WHAT TO PRODUCE — How many lines of the data below contain the string "figure"? Give only the number.

------------------------------------------------------------------------

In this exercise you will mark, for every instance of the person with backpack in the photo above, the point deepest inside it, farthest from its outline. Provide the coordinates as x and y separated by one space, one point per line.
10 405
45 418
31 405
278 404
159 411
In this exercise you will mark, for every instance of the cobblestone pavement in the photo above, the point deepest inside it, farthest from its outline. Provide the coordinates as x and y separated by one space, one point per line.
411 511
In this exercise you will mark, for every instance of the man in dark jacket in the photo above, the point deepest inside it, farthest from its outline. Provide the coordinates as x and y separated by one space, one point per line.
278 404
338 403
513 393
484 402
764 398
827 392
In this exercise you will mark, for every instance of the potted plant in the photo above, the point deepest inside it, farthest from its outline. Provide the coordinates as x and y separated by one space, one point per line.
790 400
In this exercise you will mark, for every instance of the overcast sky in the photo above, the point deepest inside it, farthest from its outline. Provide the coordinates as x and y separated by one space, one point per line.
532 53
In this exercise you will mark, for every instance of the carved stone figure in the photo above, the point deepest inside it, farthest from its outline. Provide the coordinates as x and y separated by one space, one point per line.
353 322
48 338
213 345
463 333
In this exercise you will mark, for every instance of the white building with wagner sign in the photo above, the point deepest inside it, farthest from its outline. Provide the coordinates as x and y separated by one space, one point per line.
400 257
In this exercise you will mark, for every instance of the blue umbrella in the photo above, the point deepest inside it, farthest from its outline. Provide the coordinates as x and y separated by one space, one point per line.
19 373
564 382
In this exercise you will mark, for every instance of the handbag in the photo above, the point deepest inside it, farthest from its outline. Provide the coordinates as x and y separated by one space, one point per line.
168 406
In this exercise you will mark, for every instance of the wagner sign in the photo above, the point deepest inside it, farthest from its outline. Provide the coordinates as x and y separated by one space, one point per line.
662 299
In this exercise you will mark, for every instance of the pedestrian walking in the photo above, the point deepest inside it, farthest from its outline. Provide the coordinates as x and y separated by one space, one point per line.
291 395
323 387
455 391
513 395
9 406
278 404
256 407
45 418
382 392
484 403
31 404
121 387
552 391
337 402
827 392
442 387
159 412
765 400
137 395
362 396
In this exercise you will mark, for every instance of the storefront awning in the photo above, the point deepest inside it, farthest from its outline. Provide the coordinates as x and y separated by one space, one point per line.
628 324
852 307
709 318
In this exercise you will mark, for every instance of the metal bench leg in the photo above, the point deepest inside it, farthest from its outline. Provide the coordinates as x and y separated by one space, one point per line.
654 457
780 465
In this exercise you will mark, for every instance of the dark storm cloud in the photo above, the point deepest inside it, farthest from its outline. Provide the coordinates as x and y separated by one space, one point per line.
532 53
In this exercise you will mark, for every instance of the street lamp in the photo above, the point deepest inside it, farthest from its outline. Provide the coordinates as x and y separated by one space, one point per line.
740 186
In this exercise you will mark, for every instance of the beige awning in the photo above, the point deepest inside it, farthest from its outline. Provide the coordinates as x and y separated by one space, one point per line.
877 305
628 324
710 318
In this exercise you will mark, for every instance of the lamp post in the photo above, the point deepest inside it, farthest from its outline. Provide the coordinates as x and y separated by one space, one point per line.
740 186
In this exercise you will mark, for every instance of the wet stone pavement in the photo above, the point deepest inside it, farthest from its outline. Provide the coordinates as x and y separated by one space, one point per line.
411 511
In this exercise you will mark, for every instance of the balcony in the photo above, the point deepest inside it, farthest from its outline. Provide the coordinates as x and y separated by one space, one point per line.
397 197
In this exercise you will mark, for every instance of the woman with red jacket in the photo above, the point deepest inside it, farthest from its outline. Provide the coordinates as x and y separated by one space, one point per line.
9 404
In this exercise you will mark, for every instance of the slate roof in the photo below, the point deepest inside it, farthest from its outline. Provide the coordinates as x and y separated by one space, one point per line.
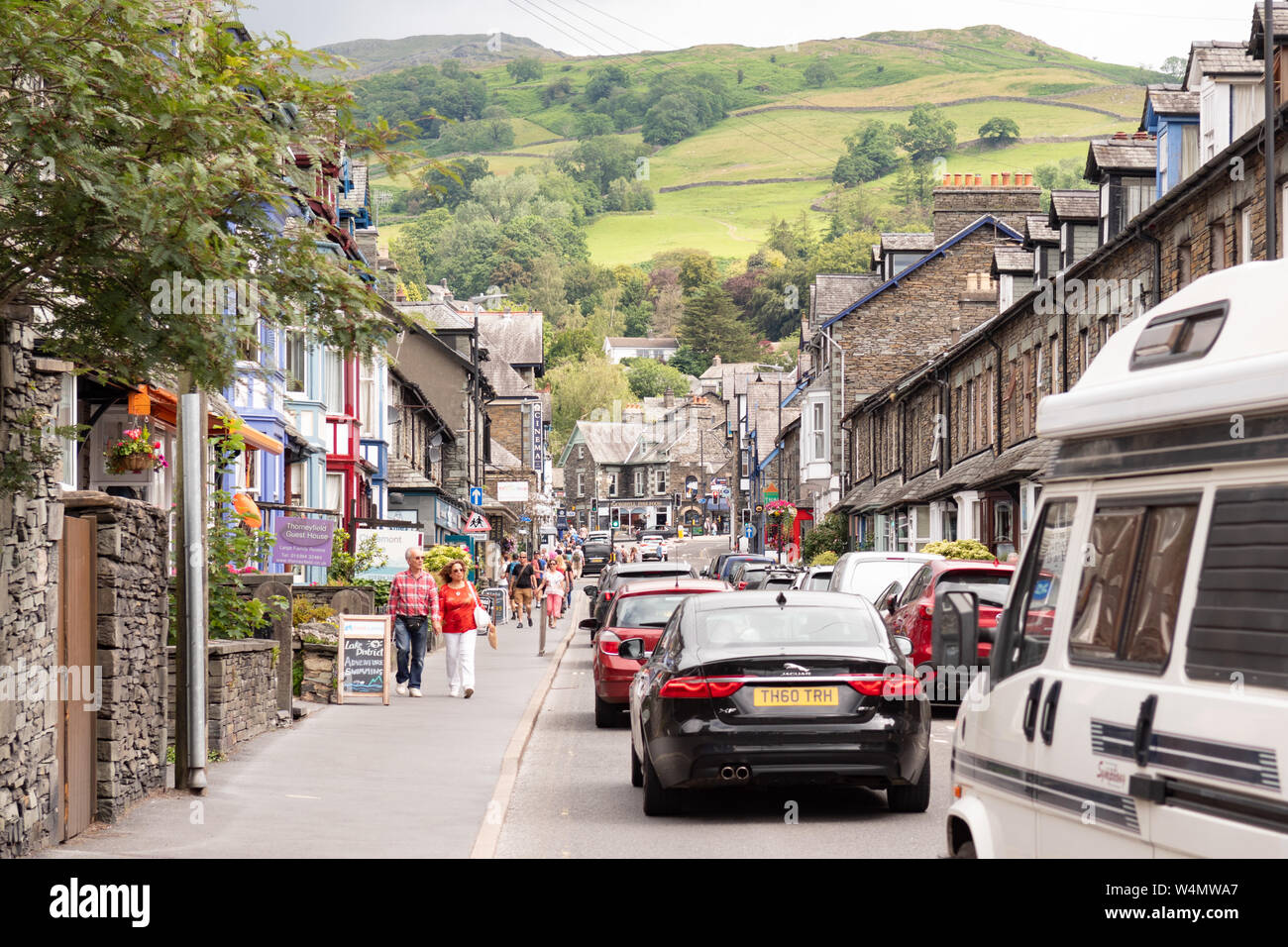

------------------------------------------------------------------------

ANSWER TO THIS PROBLEM — 1